● Exercise text
Samantha's Story

Advocacy Story
Samantha Rynearson, a patient advocate from Selinsgrove, Pennsylvania, shares her battle with Crohn's disease, her fight for effective treatment, and why she's calling on state and federal legislators to pass step therapy reform.

Time is not on your side when you have Crohn’s disease. Finding the right treatment quickly is key to stopping, or at least stalling, progressive intestinal damage. That’s why I get so angry thinking about the eight months my disease worsened while my insurer required me to try and fail medications my doctor didn’t even think would work—a process known as step therapy.

I was in college, pursuing my passion for baking, when I started losing weight and experiencing frequent diarrhea and stomach pain. It was a tough time physically and emotionally, and I was treated for anxiety, depression, and anemia. After nine months of doctor visits and tests, a GI specialist diagnosed me with Crohn’s, a chronic, incurable inflammatory bowel disease (IBD).

I controlled my Crohn’s symptoms with an oral medication for a few years. I experienced nearly a year of sweet bliss when my disease went into remission during pregnancy. Then, when my daughter, Jude, was nine months old, stress caused by a bad car accident triggered more symptoms.

● Exercises
1) According to the advocacy story, what town and state is Samantha Rynearson from?
2) Update the advocacy story: rewrite everything from "Samantha's Story" down to "step therapy reform.", with "legislators" changed to "lawmakers".
The entries that follow are separate material and are not connected to the advocacy story.

● Extracted entries

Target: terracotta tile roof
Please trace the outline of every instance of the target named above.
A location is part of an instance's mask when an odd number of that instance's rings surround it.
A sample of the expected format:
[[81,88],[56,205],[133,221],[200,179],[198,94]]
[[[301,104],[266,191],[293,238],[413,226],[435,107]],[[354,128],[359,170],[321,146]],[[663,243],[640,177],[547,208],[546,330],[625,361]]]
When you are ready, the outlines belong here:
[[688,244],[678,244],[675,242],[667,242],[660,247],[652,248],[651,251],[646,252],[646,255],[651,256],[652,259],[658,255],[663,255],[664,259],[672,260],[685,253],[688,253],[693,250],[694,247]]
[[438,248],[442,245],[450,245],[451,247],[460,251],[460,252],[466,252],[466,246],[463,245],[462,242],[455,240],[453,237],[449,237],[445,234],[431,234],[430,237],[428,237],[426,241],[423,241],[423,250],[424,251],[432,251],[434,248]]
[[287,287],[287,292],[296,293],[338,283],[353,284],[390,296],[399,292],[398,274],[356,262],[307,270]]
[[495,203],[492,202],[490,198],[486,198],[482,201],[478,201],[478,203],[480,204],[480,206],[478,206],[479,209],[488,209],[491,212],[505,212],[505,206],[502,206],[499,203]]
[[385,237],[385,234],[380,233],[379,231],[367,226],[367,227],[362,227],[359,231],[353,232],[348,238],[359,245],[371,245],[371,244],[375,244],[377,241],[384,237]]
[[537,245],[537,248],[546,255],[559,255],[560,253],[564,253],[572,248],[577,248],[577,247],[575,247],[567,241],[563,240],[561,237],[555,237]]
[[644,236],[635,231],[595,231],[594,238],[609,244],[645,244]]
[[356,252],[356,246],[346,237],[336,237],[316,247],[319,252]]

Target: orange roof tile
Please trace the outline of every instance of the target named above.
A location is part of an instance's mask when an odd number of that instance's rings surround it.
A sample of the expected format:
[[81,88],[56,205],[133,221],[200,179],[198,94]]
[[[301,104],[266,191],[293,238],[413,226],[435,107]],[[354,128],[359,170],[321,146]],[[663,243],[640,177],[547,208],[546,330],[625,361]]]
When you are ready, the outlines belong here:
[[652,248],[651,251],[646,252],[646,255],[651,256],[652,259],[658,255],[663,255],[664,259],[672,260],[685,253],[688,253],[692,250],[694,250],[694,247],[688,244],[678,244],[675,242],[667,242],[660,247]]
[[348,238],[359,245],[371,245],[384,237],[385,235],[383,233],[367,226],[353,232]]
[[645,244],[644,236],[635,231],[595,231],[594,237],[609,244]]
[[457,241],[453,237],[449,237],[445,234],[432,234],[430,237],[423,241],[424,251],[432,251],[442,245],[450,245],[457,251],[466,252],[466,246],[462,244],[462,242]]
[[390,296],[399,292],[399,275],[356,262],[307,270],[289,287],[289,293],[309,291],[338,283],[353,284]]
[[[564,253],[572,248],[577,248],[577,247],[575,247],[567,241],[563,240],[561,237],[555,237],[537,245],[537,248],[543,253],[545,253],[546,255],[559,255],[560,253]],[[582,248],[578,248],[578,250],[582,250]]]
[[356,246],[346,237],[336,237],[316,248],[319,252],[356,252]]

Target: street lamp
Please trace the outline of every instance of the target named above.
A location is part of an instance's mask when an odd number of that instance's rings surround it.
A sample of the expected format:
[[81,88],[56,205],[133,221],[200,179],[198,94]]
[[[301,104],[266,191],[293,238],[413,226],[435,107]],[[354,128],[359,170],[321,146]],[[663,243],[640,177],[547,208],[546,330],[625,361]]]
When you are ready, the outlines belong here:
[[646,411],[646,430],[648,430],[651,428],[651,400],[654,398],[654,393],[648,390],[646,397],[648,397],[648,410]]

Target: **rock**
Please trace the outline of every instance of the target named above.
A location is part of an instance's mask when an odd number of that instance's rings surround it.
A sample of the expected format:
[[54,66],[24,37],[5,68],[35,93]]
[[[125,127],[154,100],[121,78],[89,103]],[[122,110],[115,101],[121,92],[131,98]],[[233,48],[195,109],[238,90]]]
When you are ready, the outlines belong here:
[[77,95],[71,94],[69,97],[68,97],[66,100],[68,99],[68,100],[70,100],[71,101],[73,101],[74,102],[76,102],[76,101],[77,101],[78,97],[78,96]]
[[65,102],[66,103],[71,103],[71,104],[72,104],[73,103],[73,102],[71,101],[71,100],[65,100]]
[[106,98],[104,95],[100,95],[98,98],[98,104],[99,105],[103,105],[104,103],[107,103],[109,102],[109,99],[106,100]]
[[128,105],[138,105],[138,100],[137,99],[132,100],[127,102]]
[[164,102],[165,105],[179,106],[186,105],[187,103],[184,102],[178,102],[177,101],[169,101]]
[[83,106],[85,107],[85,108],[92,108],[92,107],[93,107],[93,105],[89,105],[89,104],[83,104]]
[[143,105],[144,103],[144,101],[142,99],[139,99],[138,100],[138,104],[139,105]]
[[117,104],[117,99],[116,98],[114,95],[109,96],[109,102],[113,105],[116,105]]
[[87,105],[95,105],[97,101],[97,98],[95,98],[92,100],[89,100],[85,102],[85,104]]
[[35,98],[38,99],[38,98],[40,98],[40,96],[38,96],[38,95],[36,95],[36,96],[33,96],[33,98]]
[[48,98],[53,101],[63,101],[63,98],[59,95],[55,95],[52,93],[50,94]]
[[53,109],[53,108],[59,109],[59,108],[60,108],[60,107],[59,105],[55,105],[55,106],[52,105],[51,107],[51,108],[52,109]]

● Results
1) Selinsgrove, Pennsylvania.

2)
Samantha's Story

Advocacy Story
Samantha Rynearson, a patient advocate from Selinsgrove, Pennsylvania, shares her battle with Crohn's disease, her fight for effective treatment, and why she's calling on state and federal lawmakers to pass step therapy reform.